- READING TEXT
--------------------

8. Our limited money back guarantee
- 8.1 Once the Contact has been formed you may, subject to clause 8.2, only cancel the Contract in relation to the Hosting Service you have purchased (unless your Hosting Service includes the use of a dedicated hosting server in which case you may not cancel the Contract). In such cases, you may cancel at any time within thirty (30) days, beginning on the day after you received the Acceptance Confirmation. If you do so, you will receive a full refund of the price paid for the Hosting Service you have cancelled. We will refund the price you have paid to the credit card, debit card or other account you used to make that payment. No other refund will be made.
- 8.2 To cancel the Contract under clause 8.1, you must inform us in writing at our registered address before the end of the thirty (30) day period mentioned in clause 8.1. As part of our cancellation process, we will respond to you via email to confirm your cancellation request. You must re-confirm your cancellation request via our email or we will continue to supply the Hosting Service and your cancellation under clause 8.1 will be ineffective.
- 8.3 You will not have any right under clause 8.1 to cancel the Contract for the supply of any other Services other than that noted in clause 8.1. Therefore, the Services which may not be cancelled include (but are not limited to):
- 8.3.1 Web site design and development Services;
- 8.3.2 Hosting Services where you request a dedicated hosting server;
- 8.3.3 Domain Registration and Renewal Services; and
- 8.3.4 Use of SSL certificates and other ‘add on’ products.

--------------------

Excerpts of bounding box data:
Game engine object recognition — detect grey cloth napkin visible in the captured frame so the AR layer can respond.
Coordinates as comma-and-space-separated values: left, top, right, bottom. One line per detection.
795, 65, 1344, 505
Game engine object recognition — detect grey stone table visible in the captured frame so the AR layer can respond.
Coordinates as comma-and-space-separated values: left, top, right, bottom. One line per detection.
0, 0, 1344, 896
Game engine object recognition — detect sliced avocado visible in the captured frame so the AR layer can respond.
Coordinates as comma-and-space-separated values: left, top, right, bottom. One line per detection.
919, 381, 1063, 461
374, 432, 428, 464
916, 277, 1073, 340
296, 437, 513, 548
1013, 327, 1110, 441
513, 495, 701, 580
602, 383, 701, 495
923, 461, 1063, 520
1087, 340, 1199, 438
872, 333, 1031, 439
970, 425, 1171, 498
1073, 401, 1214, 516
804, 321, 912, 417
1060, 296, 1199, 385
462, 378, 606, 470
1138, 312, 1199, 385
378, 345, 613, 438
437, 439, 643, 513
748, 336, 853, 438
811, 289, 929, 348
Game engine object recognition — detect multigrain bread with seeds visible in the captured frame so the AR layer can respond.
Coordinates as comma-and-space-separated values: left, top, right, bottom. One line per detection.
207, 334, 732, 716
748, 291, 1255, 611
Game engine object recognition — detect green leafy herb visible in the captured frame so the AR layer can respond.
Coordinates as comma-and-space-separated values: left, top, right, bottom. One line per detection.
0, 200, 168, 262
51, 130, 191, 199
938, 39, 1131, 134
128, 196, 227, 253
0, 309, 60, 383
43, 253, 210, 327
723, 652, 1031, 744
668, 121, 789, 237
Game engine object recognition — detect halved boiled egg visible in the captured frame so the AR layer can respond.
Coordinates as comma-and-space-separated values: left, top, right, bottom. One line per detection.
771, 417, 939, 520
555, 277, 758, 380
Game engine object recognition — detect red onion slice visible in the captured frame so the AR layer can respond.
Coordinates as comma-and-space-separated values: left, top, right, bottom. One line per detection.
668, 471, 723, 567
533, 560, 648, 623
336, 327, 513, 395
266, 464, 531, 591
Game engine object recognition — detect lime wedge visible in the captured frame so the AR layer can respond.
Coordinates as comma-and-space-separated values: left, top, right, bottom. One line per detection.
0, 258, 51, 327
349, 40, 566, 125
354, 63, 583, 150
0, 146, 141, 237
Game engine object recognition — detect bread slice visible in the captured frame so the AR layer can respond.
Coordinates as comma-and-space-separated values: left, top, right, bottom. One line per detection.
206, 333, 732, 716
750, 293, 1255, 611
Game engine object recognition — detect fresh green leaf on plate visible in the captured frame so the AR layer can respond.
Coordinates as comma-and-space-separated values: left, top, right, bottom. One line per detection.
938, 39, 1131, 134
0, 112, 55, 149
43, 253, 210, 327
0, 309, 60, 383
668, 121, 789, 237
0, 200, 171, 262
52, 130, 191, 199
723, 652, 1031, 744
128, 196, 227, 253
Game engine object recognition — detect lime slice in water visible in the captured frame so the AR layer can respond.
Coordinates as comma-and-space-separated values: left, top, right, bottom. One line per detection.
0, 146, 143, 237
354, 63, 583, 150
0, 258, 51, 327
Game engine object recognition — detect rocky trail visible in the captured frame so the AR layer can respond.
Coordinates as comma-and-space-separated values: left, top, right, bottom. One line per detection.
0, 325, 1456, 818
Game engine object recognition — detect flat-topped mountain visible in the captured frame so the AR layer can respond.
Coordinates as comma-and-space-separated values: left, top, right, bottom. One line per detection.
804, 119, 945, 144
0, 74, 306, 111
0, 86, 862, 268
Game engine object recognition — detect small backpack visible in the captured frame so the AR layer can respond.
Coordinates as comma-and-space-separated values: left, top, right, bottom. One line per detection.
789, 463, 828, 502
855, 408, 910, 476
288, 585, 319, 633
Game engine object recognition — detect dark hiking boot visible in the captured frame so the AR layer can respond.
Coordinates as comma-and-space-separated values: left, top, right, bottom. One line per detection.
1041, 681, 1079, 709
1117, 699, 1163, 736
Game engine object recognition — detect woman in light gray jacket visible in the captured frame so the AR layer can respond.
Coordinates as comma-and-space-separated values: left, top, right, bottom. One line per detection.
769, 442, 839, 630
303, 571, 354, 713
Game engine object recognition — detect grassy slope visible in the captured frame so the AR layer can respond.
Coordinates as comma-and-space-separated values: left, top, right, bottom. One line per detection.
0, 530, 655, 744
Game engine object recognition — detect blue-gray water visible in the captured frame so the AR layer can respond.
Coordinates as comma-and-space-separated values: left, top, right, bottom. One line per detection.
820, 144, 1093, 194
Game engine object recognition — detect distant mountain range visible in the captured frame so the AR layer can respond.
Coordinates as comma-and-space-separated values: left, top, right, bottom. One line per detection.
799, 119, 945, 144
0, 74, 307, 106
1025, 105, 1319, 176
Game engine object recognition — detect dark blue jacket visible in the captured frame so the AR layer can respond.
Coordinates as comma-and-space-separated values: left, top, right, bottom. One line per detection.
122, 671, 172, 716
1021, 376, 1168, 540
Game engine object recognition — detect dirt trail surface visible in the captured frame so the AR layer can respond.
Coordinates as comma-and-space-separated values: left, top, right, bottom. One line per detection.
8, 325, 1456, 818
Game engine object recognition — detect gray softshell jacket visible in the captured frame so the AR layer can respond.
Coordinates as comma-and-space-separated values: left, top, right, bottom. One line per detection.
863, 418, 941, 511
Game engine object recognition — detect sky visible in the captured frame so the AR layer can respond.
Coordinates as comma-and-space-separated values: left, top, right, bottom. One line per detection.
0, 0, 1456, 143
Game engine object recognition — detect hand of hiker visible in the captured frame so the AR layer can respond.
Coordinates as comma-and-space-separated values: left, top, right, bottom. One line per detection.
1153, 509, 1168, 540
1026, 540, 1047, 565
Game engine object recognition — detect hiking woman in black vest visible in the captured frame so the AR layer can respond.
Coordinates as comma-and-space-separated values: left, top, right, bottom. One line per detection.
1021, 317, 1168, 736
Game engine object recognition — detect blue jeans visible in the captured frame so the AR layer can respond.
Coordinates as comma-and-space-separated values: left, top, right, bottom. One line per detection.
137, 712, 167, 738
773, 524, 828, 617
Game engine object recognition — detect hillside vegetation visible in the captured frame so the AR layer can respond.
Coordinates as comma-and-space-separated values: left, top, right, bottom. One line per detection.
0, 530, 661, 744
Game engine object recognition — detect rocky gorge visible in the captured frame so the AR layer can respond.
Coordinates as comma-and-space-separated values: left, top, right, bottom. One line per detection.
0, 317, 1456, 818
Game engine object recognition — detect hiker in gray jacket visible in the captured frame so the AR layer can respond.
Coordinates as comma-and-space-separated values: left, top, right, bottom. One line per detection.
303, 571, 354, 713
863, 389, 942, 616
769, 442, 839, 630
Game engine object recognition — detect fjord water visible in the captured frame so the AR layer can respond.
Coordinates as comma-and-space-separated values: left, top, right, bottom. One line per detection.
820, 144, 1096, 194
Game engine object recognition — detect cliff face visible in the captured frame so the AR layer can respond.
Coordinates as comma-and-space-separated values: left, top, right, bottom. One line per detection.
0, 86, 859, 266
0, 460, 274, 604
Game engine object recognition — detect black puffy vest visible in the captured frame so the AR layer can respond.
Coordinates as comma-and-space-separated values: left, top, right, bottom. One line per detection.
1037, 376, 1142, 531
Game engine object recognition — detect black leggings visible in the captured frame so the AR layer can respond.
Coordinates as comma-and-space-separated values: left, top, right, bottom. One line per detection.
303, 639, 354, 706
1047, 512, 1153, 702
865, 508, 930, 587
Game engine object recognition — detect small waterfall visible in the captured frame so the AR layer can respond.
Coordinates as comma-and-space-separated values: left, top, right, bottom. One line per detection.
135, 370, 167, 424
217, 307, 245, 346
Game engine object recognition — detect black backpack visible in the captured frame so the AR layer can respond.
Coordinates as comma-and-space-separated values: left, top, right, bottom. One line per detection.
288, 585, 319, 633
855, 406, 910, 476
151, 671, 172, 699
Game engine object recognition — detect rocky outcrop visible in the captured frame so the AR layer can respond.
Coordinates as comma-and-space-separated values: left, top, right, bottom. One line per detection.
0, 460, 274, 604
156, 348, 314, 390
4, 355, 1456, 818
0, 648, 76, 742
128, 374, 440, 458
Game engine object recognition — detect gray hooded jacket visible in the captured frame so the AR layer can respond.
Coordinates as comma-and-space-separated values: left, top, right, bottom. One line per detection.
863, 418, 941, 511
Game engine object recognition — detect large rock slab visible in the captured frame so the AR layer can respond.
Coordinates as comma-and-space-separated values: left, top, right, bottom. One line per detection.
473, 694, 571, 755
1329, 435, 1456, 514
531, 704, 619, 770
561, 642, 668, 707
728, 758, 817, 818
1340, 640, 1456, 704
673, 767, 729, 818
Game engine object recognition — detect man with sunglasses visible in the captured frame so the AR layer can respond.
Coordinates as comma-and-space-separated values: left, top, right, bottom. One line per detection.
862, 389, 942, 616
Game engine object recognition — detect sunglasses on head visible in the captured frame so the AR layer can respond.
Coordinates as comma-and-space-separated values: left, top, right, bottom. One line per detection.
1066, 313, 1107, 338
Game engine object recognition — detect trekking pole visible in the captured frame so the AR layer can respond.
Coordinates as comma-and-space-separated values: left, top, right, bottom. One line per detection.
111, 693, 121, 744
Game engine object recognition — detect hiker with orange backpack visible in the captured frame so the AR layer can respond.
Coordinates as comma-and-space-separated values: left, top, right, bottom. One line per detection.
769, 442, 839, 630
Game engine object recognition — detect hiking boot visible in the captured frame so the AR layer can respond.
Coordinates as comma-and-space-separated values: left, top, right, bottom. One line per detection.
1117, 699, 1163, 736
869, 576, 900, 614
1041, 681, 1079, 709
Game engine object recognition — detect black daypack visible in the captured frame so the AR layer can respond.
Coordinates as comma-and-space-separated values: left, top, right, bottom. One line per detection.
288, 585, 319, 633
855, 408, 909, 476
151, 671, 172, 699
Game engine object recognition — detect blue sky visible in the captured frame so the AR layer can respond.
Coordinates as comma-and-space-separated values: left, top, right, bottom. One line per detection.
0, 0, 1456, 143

--------------------

- GOALS
1. Shorten the paragraph in the money back guarantee terms that begins "8.2 To cancel the Contract" while keeping its main facts.
2. Quote the part of the entries that opens with the line containing "Game engine object recognition — detect man" and closes with the line containing "1066, 313, 1107, 338".

- FULL ANSWERS
1. To cancel under clause 8.1, you must notify us in writing at our registered address before the thirty (30) day period ends. We will email you to confirm the request. You must then re-confirm it via our email. If you don't, we will keep supplying the Hosting Service and the cancellation will be ineffective.

2.
Game engine object recognition — detect man with sunglasses visible in the captured frame so the AR layer can respond.
Coordinates as comma-and-space-separated values: left, top, right, bottom. One line per detection.
862, 389, 942, 616
Game engine object recognition — detect sunglasses on head visible in the captured frame so the AR layer can respond.
Coordinates as comma-and-space-separated values: left, top, right, bottom. One line per detection.
1066, 313, 1107, 338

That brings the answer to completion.